Job:
Arrange the entries below as a numbered list, omitting any blank lines.

>> BEGIN Records supplied

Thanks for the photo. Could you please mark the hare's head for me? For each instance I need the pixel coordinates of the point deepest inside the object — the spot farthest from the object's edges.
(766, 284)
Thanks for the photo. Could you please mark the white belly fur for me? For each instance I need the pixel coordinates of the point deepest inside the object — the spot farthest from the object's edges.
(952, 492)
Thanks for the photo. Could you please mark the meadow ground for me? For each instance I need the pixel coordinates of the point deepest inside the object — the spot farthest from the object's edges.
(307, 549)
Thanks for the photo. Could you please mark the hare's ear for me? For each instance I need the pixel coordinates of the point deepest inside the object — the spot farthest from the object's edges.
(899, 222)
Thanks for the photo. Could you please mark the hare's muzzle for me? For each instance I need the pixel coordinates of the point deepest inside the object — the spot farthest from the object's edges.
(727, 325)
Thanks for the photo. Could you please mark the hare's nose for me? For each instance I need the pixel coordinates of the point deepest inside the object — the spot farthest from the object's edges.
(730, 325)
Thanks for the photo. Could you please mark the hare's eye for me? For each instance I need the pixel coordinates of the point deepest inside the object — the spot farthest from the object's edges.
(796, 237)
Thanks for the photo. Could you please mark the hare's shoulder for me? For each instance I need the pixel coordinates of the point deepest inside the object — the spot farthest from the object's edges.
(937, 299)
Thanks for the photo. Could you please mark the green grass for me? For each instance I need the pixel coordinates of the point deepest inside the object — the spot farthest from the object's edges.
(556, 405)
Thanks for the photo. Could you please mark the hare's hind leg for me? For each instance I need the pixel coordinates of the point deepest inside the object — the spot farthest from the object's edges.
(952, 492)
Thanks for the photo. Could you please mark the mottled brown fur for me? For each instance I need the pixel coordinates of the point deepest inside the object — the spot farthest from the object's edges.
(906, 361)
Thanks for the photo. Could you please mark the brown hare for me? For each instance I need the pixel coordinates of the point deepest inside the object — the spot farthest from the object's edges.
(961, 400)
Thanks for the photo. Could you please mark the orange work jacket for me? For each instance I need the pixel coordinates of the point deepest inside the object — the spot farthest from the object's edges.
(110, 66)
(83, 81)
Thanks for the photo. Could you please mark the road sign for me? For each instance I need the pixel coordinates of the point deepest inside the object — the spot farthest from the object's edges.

>> END Records supplied

Exercise answer:
1. Thanks for the photo. Could you please mark the hare's head for me? For each instance I need the pixel coordinates of the point deepest inside the object — the spot farthest from the object's edges.
2. (766, 284)
3. Thanks for the photo. Could you please mark the white belly fur for me? For each instance I need the pixel coordinates of the point deepest inside the object — the spot farthest from the object's edges.
4. (952, 492)
5. Thanks for the photo. Could you please mark the meadow ground for me? For each instance I need the pixel coordinates of the point deepest inside the object — the spot farthest from the object's edges.
6. (307, 549)
7. Thanks for the photo. Could you please mark the hare's ear for me? For each instance I need the pixel coordinates of the point deepest inside the object — the spot farthest from the object's edges.
8. (899, 222)
9. Thanks for the photo. Could you please mark the hare's muzzle for me? For each instance I need the pixel coordinates of the point deepest inside the object — the spot farthest from the object's edges.
10. (727, 325)
11. Thanks for the photo. Could you please mark the hare's nose for me? For each instance I need the pixel coordinates of the point deepest inside the object — the spot farthest from the object's edges.
12. (730, 325)
13. Thanks for the photo. Could you please mark the hare's eye for me? For each instance I need the pixel coordinates of the point deepest inside the object — the spot farthest from the object's edges.
14. (796, 237)
15. Thanks for the photo. Could you please mark the hare's shoulder for me? For each instance I need the pixel coordinates of the point deepest inside the object — the spot farthest from the object's edges.
16. (937, 299)
17. Thanks for the photo. Could you please mark the green grass for me? For each instance I need the pixel coordinates of the point deepest inside the object — the spot farthest from the object's edges.
18. (556, 405)
19. Thanks for the photo. Could you please mark the hare's hind leg for me? For each instance I need the pixel coordinates of the point deepest inside the object — the spot farthest from the object's edges.
20. (952, 492)
21. Thanks for the photo. Could you please mark the mottled brown fur for me? For each instance I need the pixel coordinates of the point deepest inside the object — the spot farthest from the object's edges.
22. (906, 361)
23. Thanks for the photo. Could you please mark the brown hare for me? For each instance I need the pixel coordinates of the point deepest inside the object — the spot farthest from the object's edges.
24. (961, 400)
25. Thanks for the photo. Could you please mark the orange work jacket for me? For each instance I need the pixel coordinates of the point deepest inside the object — the spot farthest from the object's edges.
26. (110, 66)
27. (83, 81)
28. Thanks for the photo. Could you please mark the road sign for me? For each instance I need the pixel coordinates of the point deepest inside the object — the spot farthest from the object's edges.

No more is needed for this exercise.